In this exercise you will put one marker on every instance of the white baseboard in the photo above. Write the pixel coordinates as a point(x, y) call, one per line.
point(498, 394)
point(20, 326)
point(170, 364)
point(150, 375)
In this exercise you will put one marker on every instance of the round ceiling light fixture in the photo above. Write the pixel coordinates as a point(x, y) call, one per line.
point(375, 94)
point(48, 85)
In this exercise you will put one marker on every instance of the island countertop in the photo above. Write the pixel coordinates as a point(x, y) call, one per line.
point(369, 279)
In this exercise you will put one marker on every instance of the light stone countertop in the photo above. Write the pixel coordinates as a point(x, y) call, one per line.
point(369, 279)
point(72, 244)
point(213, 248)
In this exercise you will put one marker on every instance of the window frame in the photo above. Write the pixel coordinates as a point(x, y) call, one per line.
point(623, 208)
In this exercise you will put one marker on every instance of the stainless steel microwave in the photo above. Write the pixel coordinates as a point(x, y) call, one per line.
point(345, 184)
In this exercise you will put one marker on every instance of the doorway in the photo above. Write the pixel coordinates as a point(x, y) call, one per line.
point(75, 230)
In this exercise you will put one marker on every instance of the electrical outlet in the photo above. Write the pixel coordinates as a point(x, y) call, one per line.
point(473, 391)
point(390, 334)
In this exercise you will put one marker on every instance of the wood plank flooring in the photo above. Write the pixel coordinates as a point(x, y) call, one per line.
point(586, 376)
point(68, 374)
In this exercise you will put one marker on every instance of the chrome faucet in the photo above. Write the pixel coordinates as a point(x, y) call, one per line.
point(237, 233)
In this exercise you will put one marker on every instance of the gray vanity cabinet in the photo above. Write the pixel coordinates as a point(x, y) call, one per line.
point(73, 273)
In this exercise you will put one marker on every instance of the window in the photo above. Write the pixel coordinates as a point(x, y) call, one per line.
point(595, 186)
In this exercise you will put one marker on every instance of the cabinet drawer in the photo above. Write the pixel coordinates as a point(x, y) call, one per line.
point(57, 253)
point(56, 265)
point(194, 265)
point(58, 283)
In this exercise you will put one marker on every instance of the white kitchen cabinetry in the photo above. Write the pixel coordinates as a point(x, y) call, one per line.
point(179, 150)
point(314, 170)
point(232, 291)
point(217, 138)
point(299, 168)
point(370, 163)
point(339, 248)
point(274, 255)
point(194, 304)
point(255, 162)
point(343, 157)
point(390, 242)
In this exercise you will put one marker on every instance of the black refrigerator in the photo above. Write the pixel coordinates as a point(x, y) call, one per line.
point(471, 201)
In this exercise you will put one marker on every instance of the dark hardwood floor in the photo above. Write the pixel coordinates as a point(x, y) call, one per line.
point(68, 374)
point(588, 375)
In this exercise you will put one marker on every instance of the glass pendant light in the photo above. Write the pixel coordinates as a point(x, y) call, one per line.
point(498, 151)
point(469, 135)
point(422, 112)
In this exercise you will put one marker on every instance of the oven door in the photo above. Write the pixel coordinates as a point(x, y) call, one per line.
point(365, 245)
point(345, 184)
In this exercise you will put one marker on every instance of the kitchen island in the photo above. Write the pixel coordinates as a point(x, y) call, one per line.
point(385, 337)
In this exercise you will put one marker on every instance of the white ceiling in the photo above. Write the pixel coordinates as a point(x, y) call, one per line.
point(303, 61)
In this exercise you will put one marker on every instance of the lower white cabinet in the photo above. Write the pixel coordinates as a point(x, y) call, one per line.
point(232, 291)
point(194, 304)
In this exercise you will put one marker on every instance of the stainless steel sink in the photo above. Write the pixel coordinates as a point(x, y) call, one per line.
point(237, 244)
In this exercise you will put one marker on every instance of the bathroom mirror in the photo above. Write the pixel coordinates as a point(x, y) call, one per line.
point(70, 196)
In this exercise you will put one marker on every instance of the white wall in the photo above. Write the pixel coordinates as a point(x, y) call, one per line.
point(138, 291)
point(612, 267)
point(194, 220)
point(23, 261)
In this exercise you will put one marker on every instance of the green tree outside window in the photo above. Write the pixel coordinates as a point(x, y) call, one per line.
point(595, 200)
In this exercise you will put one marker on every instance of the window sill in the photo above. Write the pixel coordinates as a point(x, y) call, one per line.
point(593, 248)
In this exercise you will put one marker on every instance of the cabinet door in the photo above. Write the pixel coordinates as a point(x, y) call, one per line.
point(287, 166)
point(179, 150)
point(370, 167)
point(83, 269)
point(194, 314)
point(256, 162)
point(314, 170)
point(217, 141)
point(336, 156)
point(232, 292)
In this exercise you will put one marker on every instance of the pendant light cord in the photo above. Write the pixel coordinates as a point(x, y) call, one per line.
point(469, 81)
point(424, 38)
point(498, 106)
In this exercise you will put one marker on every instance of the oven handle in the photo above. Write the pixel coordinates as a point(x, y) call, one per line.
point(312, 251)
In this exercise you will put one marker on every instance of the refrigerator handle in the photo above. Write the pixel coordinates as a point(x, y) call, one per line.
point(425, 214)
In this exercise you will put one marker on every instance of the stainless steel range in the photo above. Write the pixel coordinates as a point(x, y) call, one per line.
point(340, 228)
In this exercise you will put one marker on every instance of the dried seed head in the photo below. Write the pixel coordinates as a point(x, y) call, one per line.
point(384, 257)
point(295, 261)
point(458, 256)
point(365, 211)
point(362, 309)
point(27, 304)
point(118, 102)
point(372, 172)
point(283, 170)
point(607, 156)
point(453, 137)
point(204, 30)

------------------------------------------------

** Task item **
The records above are to be duplicated exactly, every one of them.

** Output **
In this exercise you will put one marker on every instance of the white baseboard in the photo above. Write the pixel coordinates as a point(x, y) call, one per line.
point(498, 394)
point(20, 326)
point(170, 364)
point(150, 375)
In this exercise you will put one marker on every instance of the round ceiling light fixture in the photo above. Write the pixel coordinates as a point(x, y) call, one per line.
point(375, 94)
point(48, 85)
In this exercise you will put one marker on every instance of the island countertop in the photo above. Write the pixel coordinates as a point(x, y) call, one per line.
point(369, 279)
In this exercise you will put one marker on every instance of the light stone countertop in the photo above. Write the pixel coordinates as a point(x, y) call, one per line.
point(369, 279)
point(72, 244)
point(213, 248)
In this exercise you will put one marker on every instance of the window frame in the photo above. Write the pixel coordinates as a point(x, y) call, one per line.
point(623, 208)
In this exercise you will put one marker on every instance of the stainless steel microwave in the photo above. Write the pixel coordinates as a point(x, y) call, one per line.
point(345, 184)
In this exercise you will put one marker on every instance of the doorway in the photo above. Write the pixel coordinates as a point(x, y) call, one per line.
point(75, 230)
In this exercise you will put one marker on every instance of the electrical outlet in the photo above. Write the pixel coordinates as a point(x, y) call, one per line.
point(473, 391)
point(390, 334)
In this exercise you will put one marker on every instance of the wood plank flooring in the photo above. Write the pixel coordinates as a point(x, y) call, one per line.
point(586, 376)
point(68, 374)
In this exercise you will put one marker on every instance of the chrome faucet in the photo above. Write the pixel coordinates as a point(x, y) call, one per line.
point(237, 233)
In this exercise you will put one marker on every instance of the gray vanity cabinet in the photo above. Write the pixel coordinates as a point(x, y) call, one per line.
point(73, 273)
In this exercise you will put one marker on every instance of the window in the photo above. Write the pixel coordinates as a point(x, y) call, one per line.
point(595, 186)
In this exercise you will put one marker on every instance of the cabinet drawer in the photo above. Write the pixel coordinates as a point(x, y) call, one per line.
point(57, 253)
point(56, 265)
point(194, 265)
point(58, 283)
In this exercise you will put one marker on every instance of the white kitchen cabinetry in the photo above. Write the pixel coordinates as a point(x, y) call, one per line.
point(179, 150)
point(314, 170)
point(232, 291)
point(217, 138)
point(299, 168)
point(370, 163)
point(339, 248)
point(274, 255)
point(194, 304)
point(255, 162)
point(343, 157)
point(390, 242)
In this exercise you will put one marker on every instance of the black refrigerator in the photo above. Write the pixel coordinates as a point(x, y) call, one per line.
point(471, 201)
In this exercise you will put one marker on every instance of the dark hardwood floor in the photo above. Write the pixel coordinates as a point(x, y) call, one per line.
point(68, 374)
point(588, 375)
In this exercise you will put one marker on every instance of the glass pendant light in the photo above. Write the pixel coordinates as a point(x, y) call, one per line.
point(498, 151)
point(469, 135)
point(422, 112)
In this exercise you will put one marker on every instance of the oven door in the photo above. Write the pixel coordinates as a point(x, y) call, one per line.
point(365, 245)
point(345, 184)
In this exercise you will put one marker on every instance of the kitchen island in the photo above. Write the pixel coordinates as a point(x, y) call, one per line.
point(385, 337)
In this exercise you will put one marker on every instance of the white ceiling in the photo above. Write the pixel coordinates as a point(x, y) call, one per line.
point(303, 61)
In this exercise you will put one marker on every instance of the lower white cabinet in the photo above. Write the pixel coordinates as a point(x, y) call, one per line.
point(232, 291)
point(194, 304)
In this exercise you will put one marker on every instance of the stainless steel sink in the photo above. Write the pixel coordinates as a point(x, y) call, one per line.
point(237, 244)
In this exercise you will put one marker on every instance of the bathroom mirror in the photo above. Write the pixel coordinates as a point(x, y) call, one per line.
point(70, 196)
In this exercise you will put one marker on every instance of the white wall in the photo above. Write the pixel coordinates as a point(x, y) call, one per line.
point(138, 291)
point(612, 267)
point(194, 220)
point(23, 261)
In this exercise you will put one marker on every instance of the green tree outside window in the photo above. Write the pixel coordinates as a point(x, y) call, one per line.
point(595, 200)
In this exercise you will put one marker on every instance of the window sill in the photo above. Write the pixel coordinates as a point(x, y) call, one per line.
point(593, 248)
In this exercise you will put one marker on every instance of the cabinet door in the photo above. Write the pixel coordinates as a point(x, y) call, one per line.
point(287, 166)
point(179, 150)
point(370, 167)
point(83, 269)
point(194, 314)
point(256, 162)
point(314, 170)
point(217, 141)
point(336, 156)
point(232, 292)
In this exercise you will put one marker on every instance of the pendant light cord in the photo above. Write the pixel coordinates as a point(x, y) call, one per line.
point(469, 81)
point(424, 38)
point(498, 106)
In this exercise you will put one marker on every instance of the oven handle in the photo above. Write the pixel coordinates as a point(x, y) call, one per line.
point(312, 251)
In this exercise you will put one marker on every instance of the refrigerator handle in the photo above. Write the pixel coordinates as a point(x, y) call, one per line.
point(425, 214)
In this exercise you will put one marker on every instance of the stainless steel range in the photo above. Write the pixel coordinates as a point(x, y) call, one per line.
point(340, 228)
In this exercise you will put one marker on every instance of the dried seed head in the photo below. Write the pixel coordinates as a point(x, y) call, one per line.
point(384, 257)
point(295, 261)
point(458, 256)
point(365, 211)
point(362, 309)
point(27, 304)
point(118, 102)
point(372, 172)
point(283, 170)
point(607, 156)
point(453, 137)
point(204, 30)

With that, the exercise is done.